[Work to complete] Turn the entries below into a numbered list with blank lines omitted, beginning at the line that contains "of the sky?" and ending after the line that contains "[[0, 264, 560, 408], [0, 265, 349, 407]]". Include only those lines.

(Rows from a dataset for labeling boxes)
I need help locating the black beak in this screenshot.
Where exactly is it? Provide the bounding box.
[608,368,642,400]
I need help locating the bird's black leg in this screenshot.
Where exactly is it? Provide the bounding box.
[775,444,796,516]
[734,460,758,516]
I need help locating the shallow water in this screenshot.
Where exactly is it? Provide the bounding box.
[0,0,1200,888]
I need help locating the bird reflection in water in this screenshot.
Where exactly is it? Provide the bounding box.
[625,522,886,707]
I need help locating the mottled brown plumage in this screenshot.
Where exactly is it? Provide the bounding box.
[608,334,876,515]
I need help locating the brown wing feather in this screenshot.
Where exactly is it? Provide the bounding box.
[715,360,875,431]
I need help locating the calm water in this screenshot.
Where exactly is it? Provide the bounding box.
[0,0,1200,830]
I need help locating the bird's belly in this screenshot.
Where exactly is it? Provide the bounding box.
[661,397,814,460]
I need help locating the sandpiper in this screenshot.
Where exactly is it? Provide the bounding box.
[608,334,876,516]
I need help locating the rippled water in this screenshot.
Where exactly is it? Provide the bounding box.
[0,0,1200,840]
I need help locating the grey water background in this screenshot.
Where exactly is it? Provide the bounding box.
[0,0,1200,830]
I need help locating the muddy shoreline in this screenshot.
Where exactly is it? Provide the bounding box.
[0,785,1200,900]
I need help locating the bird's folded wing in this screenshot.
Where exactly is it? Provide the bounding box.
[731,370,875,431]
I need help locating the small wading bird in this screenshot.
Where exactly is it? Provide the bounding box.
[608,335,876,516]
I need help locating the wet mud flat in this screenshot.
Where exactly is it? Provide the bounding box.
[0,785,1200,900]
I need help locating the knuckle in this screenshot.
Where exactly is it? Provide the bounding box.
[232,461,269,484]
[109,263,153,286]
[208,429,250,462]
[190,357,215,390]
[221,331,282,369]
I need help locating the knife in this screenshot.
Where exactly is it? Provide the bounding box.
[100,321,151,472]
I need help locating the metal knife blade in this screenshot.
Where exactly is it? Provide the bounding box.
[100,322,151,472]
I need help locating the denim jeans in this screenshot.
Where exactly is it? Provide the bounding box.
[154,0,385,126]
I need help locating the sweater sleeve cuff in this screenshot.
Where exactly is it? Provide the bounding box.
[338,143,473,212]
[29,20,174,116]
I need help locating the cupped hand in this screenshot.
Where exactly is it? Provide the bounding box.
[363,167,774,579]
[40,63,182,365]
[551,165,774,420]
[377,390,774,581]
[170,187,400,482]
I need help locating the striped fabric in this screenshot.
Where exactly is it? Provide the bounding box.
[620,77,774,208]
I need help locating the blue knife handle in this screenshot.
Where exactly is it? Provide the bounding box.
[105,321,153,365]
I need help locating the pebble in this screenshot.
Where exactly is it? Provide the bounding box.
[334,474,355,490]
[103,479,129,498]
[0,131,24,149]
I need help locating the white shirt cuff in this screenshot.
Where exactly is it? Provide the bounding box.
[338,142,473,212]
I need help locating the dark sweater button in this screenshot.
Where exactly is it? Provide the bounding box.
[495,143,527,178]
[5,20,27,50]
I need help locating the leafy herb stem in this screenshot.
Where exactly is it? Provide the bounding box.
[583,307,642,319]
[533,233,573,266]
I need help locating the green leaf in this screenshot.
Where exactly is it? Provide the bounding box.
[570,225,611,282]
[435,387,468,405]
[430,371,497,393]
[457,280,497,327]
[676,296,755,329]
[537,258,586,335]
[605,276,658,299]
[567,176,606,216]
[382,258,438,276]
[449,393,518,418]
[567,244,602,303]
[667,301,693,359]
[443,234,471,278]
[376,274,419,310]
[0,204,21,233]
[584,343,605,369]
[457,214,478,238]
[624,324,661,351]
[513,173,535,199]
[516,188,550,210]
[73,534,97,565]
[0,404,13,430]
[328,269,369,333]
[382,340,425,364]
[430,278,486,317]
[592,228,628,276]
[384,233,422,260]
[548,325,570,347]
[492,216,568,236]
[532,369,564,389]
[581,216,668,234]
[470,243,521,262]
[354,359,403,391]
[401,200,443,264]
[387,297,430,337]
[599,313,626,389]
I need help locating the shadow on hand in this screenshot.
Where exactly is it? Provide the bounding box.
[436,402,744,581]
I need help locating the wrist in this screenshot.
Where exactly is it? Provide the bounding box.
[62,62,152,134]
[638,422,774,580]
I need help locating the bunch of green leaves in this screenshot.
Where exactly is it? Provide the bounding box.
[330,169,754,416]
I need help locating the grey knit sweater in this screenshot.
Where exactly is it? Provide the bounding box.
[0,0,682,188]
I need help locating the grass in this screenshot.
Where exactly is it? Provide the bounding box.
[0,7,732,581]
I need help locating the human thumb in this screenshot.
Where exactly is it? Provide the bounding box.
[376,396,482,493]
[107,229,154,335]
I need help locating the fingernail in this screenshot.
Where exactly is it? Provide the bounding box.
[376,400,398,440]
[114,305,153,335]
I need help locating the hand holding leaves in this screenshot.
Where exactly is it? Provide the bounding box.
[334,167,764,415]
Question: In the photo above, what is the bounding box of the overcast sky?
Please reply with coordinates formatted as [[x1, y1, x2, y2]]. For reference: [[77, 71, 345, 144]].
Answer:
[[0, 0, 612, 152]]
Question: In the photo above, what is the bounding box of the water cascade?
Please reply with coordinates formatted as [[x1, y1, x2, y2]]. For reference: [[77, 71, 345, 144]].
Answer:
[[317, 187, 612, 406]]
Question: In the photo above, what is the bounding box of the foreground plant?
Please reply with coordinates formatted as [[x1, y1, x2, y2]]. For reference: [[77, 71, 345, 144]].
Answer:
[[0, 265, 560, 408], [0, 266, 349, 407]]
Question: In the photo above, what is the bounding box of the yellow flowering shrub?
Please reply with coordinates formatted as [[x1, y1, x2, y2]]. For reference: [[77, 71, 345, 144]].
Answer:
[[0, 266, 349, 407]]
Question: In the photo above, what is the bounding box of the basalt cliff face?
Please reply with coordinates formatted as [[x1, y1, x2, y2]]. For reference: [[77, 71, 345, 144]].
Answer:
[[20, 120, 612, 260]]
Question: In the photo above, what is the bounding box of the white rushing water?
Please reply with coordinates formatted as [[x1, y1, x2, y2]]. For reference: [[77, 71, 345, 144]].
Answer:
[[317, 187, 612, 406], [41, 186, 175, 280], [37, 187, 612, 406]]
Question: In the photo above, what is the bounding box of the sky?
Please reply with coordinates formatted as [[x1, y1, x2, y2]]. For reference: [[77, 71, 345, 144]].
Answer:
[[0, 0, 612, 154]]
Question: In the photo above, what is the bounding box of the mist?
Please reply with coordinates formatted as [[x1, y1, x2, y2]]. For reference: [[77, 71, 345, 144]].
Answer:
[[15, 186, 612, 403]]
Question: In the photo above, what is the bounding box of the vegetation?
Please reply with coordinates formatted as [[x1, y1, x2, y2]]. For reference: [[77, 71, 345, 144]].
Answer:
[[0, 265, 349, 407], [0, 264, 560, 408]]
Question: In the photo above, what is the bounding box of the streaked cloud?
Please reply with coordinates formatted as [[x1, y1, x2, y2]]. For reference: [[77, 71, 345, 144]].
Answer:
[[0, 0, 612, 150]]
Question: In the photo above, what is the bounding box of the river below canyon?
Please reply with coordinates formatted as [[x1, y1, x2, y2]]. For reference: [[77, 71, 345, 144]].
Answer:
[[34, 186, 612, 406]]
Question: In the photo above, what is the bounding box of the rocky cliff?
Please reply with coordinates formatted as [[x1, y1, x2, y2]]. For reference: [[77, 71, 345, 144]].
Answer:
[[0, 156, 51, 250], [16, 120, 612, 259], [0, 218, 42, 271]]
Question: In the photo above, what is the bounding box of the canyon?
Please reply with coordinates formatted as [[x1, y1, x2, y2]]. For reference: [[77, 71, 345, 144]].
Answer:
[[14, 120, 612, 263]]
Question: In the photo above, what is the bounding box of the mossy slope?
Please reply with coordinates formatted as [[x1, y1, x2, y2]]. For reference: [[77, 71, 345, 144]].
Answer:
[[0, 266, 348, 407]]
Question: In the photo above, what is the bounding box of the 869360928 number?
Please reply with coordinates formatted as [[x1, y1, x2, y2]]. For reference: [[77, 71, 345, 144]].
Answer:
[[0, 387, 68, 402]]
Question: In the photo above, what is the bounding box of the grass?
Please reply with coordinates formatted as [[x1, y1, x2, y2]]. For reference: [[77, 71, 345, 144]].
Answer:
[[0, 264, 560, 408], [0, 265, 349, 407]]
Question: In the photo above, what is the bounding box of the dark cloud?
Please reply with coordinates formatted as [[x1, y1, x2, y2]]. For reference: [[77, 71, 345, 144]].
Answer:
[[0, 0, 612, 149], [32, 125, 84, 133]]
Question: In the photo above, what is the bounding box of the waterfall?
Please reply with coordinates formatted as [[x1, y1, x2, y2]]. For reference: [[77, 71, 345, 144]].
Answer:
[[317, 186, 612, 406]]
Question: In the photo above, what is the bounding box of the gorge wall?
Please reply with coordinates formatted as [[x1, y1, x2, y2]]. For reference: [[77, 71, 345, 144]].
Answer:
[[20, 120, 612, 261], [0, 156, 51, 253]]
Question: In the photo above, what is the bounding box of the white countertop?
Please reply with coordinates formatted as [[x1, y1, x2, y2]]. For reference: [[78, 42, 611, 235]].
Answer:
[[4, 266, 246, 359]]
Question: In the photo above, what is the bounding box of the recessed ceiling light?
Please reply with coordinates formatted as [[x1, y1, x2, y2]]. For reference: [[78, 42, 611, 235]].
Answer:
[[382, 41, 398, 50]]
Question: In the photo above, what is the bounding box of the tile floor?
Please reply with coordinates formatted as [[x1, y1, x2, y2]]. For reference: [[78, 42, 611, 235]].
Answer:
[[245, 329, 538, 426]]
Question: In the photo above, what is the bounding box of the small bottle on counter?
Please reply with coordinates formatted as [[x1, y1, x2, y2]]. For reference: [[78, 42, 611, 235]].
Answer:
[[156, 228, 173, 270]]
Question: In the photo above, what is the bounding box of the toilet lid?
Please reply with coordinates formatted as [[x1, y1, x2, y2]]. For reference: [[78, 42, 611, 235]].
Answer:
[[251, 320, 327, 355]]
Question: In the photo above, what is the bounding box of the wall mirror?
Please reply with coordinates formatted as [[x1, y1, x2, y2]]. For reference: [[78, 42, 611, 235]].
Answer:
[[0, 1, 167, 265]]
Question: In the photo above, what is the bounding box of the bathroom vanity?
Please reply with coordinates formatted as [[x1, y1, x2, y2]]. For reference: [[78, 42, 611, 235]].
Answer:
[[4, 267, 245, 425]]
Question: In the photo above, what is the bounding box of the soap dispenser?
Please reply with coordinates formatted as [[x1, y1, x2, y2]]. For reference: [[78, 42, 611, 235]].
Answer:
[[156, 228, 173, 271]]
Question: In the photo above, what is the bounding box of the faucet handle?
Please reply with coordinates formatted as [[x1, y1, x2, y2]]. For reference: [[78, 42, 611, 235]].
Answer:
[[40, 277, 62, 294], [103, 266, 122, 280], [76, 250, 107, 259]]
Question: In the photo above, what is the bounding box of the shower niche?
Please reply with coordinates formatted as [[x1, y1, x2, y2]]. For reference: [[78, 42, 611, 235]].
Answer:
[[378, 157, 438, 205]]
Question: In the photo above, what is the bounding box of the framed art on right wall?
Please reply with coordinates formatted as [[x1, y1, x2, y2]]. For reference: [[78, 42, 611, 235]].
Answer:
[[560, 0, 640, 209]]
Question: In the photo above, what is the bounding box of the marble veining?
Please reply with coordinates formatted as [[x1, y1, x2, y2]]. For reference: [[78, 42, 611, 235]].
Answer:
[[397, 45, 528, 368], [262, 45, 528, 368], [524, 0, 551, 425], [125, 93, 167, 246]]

[Solved problem]
1. Question: In the photo above, what is the bounding box of the sky?
2. Please reply with coordinates formatted as [[x1, y1, x2, y2]]. For reference: [[77, 71, 345, 144]].
3. Answer:
4. [[0, 0, 612, 154]]
5. Question: In the photo above, what is the bounding box of the mist?
6. Please reply with coordinates formatted as [[x1, y1, x2, y2]]. For reference: [[77, 71, 345, 144]].
7. Answer:
8. [[15, 186, 612, 403]]
9. Question: In the photo above, what is the bounding box of the vegetation?
10. Please reply with coordinates formatted as [[x1, y1, x2, y2]]. For reference: [[77, 71, 345, 144]].
11. Answer:
12. [[0, 265, 349, 407], [0, 264, 560, 408]]
13. Question: In the photo above, what is the bounding box of the streaked cloud?
14. Please reply with coordinates formatted as [[x1, y1, x2, y2]]. For reference: [[77, 71, 345, 144]].
15. Answer:
16. [[0, 0, 612, 150]]
17. Question: In the photo above, what is the bounding box of the river below canyon?
18. Please reply with coordinates formatted as [[x1, y1, x2, y2]]. For reference: [[77, 71, 345, 144]].
19. Answer:
20. [[34, 186, 612, 406]]
21. Question: In the photo above, what is the bounding box of the rocky cliff?
22. Please reply with coordinates formatted as [[x1, y1, x2, y2]]. For reference: [[77, 71, 345, 144]].
23. Answer:
24. [[0, 156, 51, 250], [16, 120, 612, 259], [0, 218, 42, 271]]
25. Question: In the photo above, what is the bounding box of the canyon?
26. Please reply with coordinates formatted as [[x1, y1, x2, y2]]. For reference: [[77, 71, 345, 144]].
27. Answer:
28. [[14, 120, 612, 263]]
29. Question: In the photo above, what is the bounding box of the mossy slope?
30. Please reply with coordinates formatted as [[x1, y1, x2, y2]]. For reference: [[77, 71, 345, 144]].
31. Answer:
32. [[0, 266, 348, 407]]
33. Question: In the photo above, what is the bounding box of the 869360928 number?
34. Please reply with coordinates formatted as [[x1, y1, x2, y2]]. For reference: [[77, 71, 345, 144]].
35. Answer:
36. [[0, 387, 68, 402]]
37. Question: In the photo above, what is the bounding box of the grass?
38. Please reply with coordinates formatted as [[x1, y1, x2, y2]]. For reference: [[77, 71, 345, 144]].
39. Answer:
40. [[0, 264, 560, 408], [0, 265, 349, 407]]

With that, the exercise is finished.